## Direction:
Please rewrite the stretch from the start of the rows through the line containing "(1240, 450)", changing "stone embankment" to "rock embankment" and leaving everything else unchanged.

## Dataset records:
::::::::

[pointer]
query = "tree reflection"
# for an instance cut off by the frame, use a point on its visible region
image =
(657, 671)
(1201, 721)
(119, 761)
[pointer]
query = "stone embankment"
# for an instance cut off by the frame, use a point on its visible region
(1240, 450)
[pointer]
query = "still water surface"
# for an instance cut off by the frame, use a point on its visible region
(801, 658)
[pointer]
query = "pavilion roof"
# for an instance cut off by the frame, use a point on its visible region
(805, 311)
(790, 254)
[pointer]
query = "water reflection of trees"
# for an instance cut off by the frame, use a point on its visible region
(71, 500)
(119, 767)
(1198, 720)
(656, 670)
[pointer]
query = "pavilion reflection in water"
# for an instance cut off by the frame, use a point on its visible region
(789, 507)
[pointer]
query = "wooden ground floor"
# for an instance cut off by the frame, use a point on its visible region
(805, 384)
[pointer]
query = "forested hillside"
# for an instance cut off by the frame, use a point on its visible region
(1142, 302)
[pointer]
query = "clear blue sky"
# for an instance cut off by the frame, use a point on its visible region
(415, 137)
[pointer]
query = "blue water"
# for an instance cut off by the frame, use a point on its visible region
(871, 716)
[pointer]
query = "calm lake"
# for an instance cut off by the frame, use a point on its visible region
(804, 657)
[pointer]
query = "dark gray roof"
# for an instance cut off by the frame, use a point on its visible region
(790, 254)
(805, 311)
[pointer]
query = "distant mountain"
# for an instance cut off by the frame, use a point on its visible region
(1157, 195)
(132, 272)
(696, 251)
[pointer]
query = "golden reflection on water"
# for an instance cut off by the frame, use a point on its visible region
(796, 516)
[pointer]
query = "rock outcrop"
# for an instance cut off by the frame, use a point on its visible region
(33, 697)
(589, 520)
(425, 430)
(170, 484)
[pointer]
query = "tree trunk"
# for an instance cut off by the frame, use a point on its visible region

::::::::

## Correct answer:
[pointer]
query = "tree reflection"
# for an instance cut off by the frame, use a point on its visible region
image =
(657, 671)
(1201, 721)
(119, 761)
[pointer]
query = "rock embankment"
# for an instance cut off by the frame, use a point on its visible region
(1240, 450)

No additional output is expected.